** Work to be completed **
In the entries below, begin at the line that has "Task: list a point for each instance of the woman's right", stop after the line that has "Task: list a point for each instance of the water", and output those lines exactly with no pictures.

** Exercise data **

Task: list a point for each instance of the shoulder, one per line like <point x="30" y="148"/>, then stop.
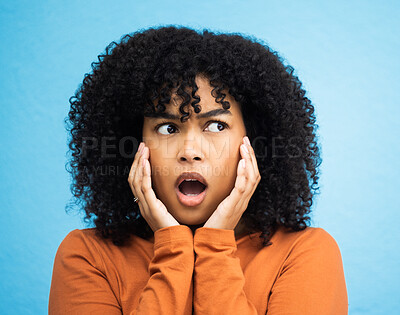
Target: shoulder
<point x="313" y="246"/>
<point x="78" y="242"/>
<point x="309" y="237"/>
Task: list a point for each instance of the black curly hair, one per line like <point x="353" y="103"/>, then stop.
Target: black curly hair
<point x="107" y="113"/>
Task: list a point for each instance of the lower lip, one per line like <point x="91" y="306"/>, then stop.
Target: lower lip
<point x="190" y="201"/>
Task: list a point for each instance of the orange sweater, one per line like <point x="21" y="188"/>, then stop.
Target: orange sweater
<point x="208" y="273"/>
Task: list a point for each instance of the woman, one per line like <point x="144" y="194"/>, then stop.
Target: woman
<point x="213" y="218"/>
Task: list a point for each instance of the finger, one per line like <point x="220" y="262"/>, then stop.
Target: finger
<point x="147" y="190"/>
<point x="240" y="188"/>
<point x="135" y="162"/>
<point x="250" y="174"/>
<point x="253" y="171"/>
<point x="253" y="158"/>
<point x="137" y="181"/>
<point x="133" y="169"/>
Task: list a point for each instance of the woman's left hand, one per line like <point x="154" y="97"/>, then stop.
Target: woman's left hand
<point x="230" y="210"/>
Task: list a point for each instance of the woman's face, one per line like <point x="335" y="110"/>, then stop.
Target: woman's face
<point x="200" y="144"/>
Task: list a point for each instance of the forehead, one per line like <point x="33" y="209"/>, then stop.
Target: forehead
<point x="209" y="106"/>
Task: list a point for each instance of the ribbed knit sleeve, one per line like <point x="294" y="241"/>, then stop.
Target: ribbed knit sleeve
<point x="218" y="277"/>
<point x="80" y="285"/>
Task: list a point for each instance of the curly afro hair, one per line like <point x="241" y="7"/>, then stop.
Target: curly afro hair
<point x="107" y="113"/>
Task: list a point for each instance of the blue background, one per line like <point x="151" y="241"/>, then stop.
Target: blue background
<point x="345" y="52"/>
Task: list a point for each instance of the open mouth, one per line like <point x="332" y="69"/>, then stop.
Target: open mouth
<point x="191" y="192"/>
<point x="191" y="187"/>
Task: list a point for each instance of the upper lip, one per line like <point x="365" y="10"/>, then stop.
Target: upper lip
<point x="190" y="175"/>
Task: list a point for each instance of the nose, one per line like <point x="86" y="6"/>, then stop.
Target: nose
<point x="191" y="151"/>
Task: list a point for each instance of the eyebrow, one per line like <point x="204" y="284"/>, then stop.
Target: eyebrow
<point x="211" y="113"/>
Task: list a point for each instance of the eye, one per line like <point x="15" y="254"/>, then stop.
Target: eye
<point x="217" y="126"/>
<point x="165" y="128"/>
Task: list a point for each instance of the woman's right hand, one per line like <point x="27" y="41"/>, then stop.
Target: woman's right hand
<point x="139" y="179"/>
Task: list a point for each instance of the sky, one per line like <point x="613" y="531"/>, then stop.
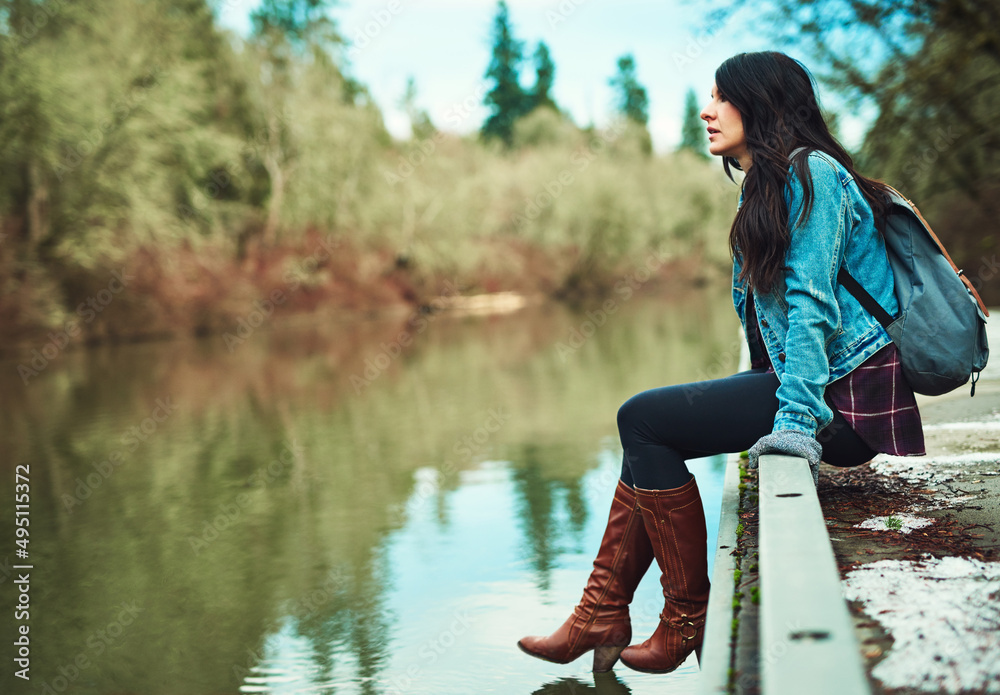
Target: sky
<point x="444" y="45"/>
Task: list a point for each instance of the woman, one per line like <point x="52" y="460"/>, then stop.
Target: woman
<point x="825" y="380"/>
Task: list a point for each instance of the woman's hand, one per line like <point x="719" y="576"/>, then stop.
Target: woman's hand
<point x="790" y="443"/>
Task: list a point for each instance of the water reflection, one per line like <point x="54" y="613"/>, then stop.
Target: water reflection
<point x="280" y="526"/>
<point x="603" y="684"/>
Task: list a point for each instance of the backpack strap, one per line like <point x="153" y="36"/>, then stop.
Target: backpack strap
<point x="903" y="200"/>
<point x="865" y="299"/>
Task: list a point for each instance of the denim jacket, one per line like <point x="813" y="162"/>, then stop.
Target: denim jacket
<point x="814" y="330"/>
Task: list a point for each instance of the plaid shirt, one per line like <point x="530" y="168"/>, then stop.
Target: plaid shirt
<point x="875" y="399"/>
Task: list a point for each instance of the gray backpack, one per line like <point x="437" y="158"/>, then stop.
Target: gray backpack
<point x="941" y="328"/>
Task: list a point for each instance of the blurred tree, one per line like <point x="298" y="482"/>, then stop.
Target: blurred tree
<point x="693" y="129"/>
<point x="421" y="126"/>
<point x="298" y="21"/>
<point x="507" y="99"/>
<point x="545" y="71"/>
<point x="930" y="74"/>
<point x="632" y="101"/>
<point x="283" y="30"/>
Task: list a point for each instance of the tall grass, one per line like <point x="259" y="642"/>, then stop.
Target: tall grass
<point x="140" y="136"/>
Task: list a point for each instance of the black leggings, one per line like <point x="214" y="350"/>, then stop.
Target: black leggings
<point x="662" y="428"/>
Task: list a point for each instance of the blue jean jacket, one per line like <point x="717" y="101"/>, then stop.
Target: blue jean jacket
<point x="814" y="330"/>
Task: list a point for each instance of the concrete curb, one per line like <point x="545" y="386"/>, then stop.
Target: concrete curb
<point x="717" y="648"/>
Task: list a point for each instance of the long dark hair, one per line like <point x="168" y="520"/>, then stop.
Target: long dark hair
<point x="776" y="98"/>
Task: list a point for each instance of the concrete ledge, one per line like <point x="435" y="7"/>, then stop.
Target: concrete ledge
<point x="717" y="649"/>
<point x="807" y="642"/>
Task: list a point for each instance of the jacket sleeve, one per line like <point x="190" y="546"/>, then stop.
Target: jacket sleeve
<point x="814" y="254"/>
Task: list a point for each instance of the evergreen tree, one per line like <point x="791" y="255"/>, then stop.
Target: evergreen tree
<point x="692" y="131"/>
<point x="298" y="21"/>
<point x="545" y="71"/>
<point x="632" y="101"/>
<point x="421" y="126"/>
<point x="507" y="99"/>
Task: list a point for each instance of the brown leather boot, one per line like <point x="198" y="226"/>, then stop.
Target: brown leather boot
<point x="601" y="621"/>
<point x="675" y="523"/>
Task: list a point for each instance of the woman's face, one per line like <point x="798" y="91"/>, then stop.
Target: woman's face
<point x="725" y="127"/>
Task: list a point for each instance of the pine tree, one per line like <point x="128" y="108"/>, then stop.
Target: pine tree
<point x="545" y="71"/>
<point x="692" y="131"/>
<point x="507" y="99"/>
<point x="633" y="103"/>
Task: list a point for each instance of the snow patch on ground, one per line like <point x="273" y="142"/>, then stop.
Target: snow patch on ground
<point x="944" y="617"/>
<point x="908" y="522"/>
<point x="929" y="469"/>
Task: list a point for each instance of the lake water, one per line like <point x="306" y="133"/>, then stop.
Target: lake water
<point x="373" y="507"/>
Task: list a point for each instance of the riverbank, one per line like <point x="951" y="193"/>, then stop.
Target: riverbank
<point x="161" y="295"/>
<point x="917" y="544"/>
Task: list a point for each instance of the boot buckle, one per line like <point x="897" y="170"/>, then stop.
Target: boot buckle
<point x="684" y="624"/>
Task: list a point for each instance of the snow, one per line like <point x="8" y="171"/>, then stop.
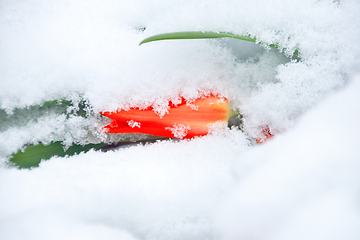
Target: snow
<point x="301" y="184"/>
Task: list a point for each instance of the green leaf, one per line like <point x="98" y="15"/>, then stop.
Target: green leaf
<point x="33" y="155"/>
<point x="207" y="34"/>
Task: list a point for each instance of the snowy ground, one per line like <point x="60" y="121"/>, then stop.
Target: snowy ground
<point x="302" y="184"/>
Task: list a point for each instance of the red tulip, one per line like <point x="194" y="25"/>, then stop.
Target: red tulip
<point x="267" y="134"/>
<point x="183" y="121"/>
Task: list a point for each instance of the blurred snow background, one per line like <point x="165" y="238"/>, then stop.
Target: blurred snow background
<point x="302" y="184"/>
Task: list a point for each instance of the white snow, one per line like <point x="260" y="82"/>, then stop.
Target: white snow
<point x="302" y="184"/>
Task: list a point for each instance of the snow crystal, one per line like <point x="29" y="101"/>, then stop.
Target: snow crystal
<point x="179" y="130"/>
<point x="302" y="184"/>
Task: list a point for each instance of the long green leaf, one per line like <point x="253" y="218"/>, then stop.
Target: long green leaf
<point x="207" y="34"/>
<point x="33" y="155"/>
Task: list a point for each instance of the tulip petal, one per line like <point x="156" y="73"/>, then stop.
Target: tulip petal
<point x="183" y="121"/>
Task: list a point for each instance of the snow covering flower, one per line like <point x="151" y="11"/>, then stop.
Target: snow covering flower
<point x="183" y="121"/>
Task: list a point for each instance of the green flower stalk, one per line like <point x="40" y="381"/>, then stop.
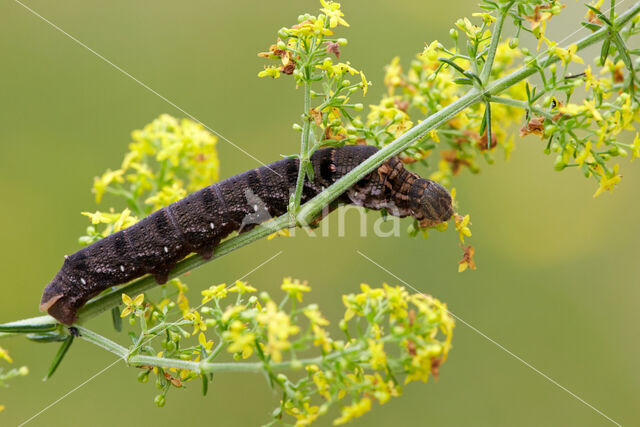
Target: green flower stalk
<point x="451" y="109"/>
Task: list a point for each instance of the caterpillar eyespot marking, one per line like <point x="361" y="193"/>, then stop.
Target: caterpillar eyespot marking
<point x="182" y="226"/>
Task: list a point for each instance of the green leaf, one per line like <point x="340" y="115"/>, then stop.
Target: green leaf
<point x="47" y="337"/>
<point x="205" y="384"/>
<point x="59" y="356"/>
<point x="452" y="64"/>
<point x="591" y="26"/>
<point x="622" y="49"/>
<point x="309" y="171"/>
<point x="600" y="15"/>
<point x="604" y="53"/>
<point x="488" y="121"/>
<point x="116" y="319"/>
<point x="463" y="81"/>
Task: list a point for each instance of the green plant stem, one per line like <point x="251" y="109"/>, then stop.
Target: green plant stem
<point x="519" y="104"/>
<point x="202" y="367"/>
<point x="304" y="149"/>
<point x="313" y="207"/>
<point x="493" y="46"/>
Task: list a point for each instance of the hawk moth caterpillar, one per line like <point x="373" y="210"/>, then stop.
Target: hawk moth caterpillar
<point x="201" y="220"/>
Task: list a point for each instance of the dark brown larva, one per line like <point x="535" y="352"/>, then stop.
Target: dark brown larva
<point x="198" y="222"/>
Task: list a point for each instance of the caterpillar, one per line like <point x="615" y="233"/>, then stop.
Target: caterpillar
<point x="201" y="220"/>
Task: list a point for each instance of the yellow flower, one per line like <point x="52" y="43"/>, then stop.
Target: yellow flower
<point x="214" y="292"/>
<point x="241" y="287"/>
<point x="315" y="315"/>
<point x="365" y="84"/>
<point x="284" y="232"/>
<point x="591" y="107"/>
<point x="607" y="183"/>
<point x="431" y="51"/>
<point x="279" y="328"/>
<point x="100" y="184"/>
<point x="353" y="411"/>
<point x="270" y="72"/>
<point x="487" y="18"/>
<point x="336" y="69"/>
<point x="462" y="225"/>
<point x="584" y="154"/>
<point x="198" y="323"/>
<point x="378" y="356"/>
<point x="572" y="109"/>
<point x="131" y="305"/>
<point x="207" y="345"/>
<point x="4" y="354"/>
<point x="167" y="195"/>
<point x="294" y="288"/>
<point x="332" y="10"/>
<point x="635" y="148"/>
<point x="321" y="338"/>
<point x="466" y="26"/>
<point x="241" y="341"/>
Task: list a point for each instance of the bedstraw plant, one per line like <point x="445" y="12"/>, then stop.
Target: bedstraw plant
<point x="456" y="106"/>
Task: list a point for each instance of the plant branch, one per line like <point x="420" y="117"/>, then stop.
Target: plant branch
<point x="493" y="46"/>
<point x="312" y="208"/>
<point x="294" y="207"/>
<point x="202" y="367"/>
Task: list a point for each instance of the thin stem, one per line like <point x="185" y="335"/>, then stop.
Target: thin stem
<point x="493" y="46"/>
<point x="203" y="367"/>
<point x="312" y="208"/>
<point x="304" y="148"/>
<point x="519" y="104"/>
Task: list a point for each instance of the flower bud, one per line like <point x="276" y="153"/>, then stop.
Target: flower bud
<point x="283" y="33"/>
<point x="143" y="377"/>
<point x="159" y="400"/>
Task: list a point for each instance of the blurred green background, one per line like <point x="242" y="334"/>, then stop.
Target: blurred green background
<point x="557" y="270"/>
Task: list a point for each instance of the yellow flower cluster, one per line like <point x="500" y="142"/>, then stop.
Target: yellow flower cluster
<point x="390" y="334"/>
<point x="167" y="159"/>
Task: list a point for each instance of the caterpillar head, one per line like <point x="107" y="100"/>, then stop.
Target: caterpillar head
<point x="431" y="203"/>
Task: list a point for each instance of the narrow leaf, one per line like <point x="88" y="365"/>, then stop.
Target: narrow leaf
<point x="604" y="53"/>
<point x="205" y="384"/>
<point x="599" y="15"/>
<point x="622" y="49"/>
<point x="47" y="337"/>
<point x="591" y="26"/>
<point x="59" y="356"/>
<point x="488" y="120"/>
<point x="115" y="317"/>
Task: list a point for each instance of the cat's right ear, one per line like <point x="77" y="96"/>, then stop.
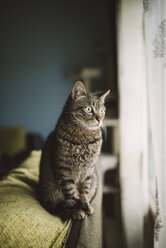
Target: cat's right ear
<point x="78" y="91"/>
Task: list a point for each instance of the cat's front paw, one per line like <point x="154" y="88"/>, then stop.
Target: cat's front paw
<point x="78" y="215"/>
<point x="69" y="204"/>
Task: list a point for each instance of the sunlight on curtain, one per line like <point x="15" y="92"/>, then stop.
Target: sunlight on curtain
<point x="155" y="39"/>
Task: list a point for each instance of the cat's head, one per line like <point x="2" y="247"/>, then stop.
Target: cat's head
<point x="87" y="109"/>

** Answer section **
Task: list a point for each instance of the woman's right hand, one per line like <point x="27" y="41"/>, then stop.
Target: woman's right hand
<point x="139" y="179"/>
Task: list a point for each instance of the sky, one per line like <point x="613" y="531"/>, then stop.
Target: sky
<point x="444" y="45"/>
Task: list a point for each instance of the woman, one per line like <point x="52" y="460"/>, then stop.
Target: woman
<point x="825" y="380"/>
Task: list a point for each instance of the woman's hand, one per line like <point x="719" y="576"/>, then stop.
Target: woman's hand
<point x="790" y="443"/>
Task: list a point for each instance of the water reflection, one per line like <point x="54" y="613"/>, then stop.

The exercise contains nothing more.